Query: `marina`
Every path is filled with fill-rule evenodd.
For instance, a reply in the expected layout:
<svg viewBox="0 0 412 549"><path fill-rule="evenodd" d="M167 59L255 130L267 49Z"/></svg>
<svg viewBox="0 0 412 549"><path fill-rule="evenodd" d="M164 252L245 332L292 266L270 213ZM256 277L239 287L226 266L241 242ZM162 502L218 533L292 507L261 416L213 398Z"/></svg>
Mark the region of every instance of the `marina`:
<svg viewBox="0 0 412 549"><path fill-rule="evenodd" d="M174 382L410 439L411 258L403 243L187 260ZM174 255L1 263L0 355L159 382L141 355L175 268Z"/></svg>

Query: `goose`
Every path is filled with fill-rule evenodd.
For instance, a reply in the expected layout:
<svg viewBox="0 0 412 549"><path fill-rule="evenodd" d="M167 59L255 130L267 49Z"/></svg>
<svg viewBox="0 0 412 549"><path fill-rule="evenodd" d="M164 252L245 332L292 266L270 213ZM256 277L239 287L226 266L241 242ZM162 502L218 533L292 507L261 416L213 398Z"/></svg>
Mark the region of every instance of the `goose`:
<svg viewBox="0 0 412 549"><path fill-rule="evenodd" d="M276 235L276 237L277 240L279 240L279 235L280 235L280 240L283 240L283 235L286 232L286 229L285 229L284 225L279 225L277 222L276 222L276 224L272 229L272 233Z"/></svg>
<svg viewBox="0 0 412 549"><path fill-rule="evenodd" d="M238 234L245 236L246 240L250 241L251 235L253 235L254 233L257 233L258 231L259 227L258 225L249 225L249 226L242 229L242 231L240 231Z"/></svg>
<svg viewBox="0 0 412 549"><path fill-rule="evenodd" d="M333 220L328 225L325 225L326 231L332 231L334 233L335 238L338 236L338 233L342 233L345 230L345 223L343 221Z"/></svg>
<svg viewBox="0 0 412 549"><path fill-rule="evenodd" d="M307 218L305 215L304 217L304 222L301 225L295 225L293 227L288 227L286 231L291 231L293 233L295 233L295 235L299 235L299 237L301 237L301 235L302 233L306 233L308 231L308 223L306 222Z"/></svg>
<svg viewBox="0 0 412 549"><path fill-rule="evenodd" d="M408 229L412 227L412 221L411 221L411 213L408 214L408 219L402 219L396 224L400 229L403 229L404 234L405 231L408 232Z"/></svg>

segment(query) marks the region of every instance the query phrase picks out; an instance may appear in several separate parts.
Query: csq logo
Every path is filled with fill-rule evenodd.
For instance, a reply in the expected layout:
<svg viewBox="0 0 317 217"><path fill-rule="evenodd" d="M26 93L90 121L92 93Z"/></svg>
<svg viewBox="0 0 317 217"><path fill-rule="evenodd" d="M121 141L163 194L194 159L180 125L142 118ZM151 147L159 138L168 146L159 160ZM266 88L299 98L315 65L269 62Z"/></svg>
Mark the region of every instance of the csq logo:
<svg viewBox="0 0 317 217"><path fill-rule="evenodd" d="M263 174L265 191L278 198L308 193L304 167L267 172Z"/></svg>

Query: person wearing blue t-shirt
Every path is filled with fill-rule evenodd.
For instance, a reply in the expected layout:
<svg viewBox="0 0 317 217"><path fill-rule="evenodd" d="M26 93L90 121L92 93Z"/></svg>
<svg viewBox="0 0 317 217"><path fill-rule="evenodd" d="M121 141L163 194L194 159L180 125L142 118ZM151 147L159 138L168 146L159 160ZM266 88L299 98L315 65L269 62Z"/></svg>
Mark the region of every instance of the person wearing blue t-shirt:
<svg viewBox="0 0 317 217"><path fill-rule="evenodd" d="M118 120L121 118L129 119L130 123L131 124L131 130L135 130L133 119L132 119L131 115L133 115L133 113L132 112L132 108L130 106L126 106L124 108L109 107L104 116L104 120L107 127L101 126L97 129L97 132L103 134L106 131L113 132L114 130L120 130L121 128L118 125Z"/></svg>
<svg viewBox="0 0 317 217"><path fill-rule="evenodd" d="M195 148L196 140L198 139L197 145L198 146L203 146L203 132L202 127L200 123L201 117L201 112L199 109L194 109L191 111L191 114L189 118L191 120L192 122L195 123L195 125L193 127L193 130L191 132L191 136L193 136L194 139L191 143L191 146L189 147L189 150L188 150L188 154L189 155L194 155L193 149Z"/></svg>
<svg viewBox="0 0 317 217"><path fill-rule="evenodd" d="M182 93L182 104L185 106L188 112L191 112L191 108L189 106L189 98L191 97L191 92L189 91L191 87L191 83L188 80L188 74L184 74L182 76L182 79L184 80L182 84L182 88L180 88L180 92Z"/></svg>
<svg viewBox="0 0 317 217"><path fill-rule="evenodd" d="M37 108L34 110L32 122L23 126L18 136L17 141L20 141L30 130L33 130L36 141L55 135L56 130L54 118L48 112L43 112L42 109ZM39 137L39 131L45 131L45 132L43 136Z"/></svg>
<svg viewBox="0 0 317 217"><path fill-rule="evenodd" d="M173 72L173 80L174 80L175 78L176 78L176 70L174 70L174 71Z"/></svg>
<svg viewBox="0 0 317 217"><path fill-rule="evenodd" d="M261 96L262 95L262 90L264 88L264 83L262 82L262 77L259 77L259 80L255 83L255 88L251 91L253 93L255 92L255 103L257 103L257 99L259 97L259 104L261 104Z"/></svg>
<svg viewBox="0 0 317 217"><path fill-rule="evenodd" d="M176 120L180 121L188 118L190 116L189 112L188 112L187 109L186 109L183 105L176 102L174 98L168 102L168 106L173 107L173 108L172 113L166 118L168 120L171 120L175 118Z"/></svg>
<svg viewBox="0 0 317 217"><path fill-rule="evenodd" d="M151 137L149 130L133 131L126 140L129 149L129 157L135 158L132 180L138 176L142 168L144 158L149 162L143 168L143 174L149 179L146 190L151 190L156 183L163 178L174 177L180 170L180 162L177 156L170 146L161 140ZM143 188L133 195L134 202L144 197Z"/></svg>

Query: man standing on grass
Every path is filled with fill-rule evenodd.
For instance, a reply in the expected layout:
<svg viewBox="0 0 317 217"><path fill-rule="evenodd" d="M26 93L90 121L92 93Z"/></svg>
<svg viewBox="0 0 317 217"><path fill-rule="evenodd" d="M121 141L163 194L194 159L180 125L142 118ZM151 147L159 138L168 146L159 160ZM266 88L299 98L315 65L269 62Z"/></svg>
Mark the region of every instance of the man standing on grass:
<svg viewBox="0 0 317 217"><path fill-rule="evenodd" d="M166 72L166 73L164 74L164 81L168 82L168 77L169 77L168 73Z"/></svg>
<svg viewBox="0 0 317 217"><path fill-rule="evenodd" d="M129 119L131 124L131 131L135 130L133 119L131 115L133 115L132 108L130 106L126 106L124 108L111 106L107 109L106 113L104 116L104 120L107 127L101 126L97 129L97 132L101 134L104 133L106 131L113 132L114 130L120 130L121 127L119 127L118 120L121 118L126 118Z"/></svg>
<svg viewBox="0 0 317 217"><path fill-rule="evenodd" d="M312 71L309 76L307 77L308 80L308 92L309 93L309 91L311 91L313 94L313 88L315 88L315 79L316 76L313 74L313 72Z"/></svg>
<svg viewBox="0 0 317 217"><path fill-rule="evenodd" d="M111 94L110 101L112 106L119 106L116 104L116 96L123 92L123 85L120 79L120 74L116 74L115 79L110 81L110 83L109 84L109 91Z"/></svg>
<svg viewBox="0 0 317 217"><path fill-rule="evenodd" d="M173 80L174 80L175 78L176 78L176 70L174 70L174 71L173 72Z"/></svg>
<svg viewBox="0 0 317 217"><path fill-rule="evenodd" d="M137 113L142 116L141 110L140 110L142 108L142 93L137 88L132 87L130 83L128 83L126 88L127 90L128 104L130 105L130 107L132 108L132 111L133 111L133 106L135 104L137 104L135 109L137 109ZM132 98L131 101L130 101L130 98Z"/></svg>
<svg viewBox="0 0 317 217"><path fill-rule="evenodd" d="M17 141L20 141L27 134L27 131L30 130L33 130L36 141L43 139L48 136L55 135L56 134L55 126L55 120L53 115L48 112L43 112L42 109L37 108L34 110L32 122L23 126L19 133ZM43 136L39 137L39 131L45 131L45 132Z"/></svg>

- - - -

PROBLEM DESCRIPTION: Please restate the listing lines from the one containing "Query: man standing on grass" through the end of the listing, substituting "required format" for "expected layout" and leaving everything else unchanged.

SOLUTION TO THIS EXERCISE:
Query: man standing on grass
Every path is filled with fill-rule evenodd.
For instance, a reply in the required format:
<svg viewBox="0 0 317 217"><path fill-rule="evenodd" d="M26 93L90 121L92 93Z"/></svg>
<svg viewBox="0 0 317 217"><path fill-rule="evenodd" d="M121 141L163 194L194 159L180 125L142 118ZM151 147L159 138L168 146L159 160ZM266 88L299 98L315 65L269 62Z"/></svg>
Mark the region of every instance of the man standing on grass:
<svg viewBox="0 0 317 217"><path fill-rule="evenodd" d="M166 72L166 73L164 74L164 81L168 82L168 77L169 77L168 73Z"/></svg>
<svg viewBox="0 0 317 217"><path fill-rule="evenodd" d="M129 119L131 124L131 131L135 130L133 119L131 115L133 115L132 108L130 106L126 106L124 108L111 106L107 109L106 113L104 116L104 120L107 127L101 126L97 129L97 132L101 134L104 133L106 131L113 132L114 130L120 130L121 127L119 127L118 120L121 118L126 118Z"/></svg>
<svg viewBox="0 0 317 217"><path fill-rule="evenodd" d="M312 71L309 76L307 77L308 80L308 92L309 93L309 91L311 91L313 94L313 88L315 88L315 79L316 76L313 74L313 72Z"/></svg>
<svg viewBox="0 0 317 217"><path fill-rule="evenodd" d="M111 94L110 101L112 106L119 106L116 104L116 96L123 92L123 85L120 79L120 74L116 74L115 79L110 81L110 83L109 84L109 91Z"/></svg>
<svg viewBox="0 0 317 217"><path fill-rule="evenodd" d="M173 80L174 80L175 78L176 78L176 70L174 70L174 71L173 72Z"/></svg>
<svg viewBox="0 0 317 217"><path fill-rule="evenodd" d="M137 113L142 116L141 110L140 110L142 108L142 93L137 88L132 87L130 83L128 83L126 88L127 90L128 104L130 105L130 107L132 108L132 111L133 111L133 106L135 104L137 104L135 109L137 109ZM132 98L131 101L130 101L130 98Z"/></svg>
<svg viewBox="0 0 317 217"><path fill-rule="evenodd" d="M17 141L20 141L27 134L27 131L30 130L33 130L36 141L43 139L48 136L55 135L56 134L55 126L55 120L53 115L48 112L43 112L42 109L37 108L34 110L32 122L23 126L19 133ZM43 136L39 137L39 131L45 131L45 132Z"/></svg>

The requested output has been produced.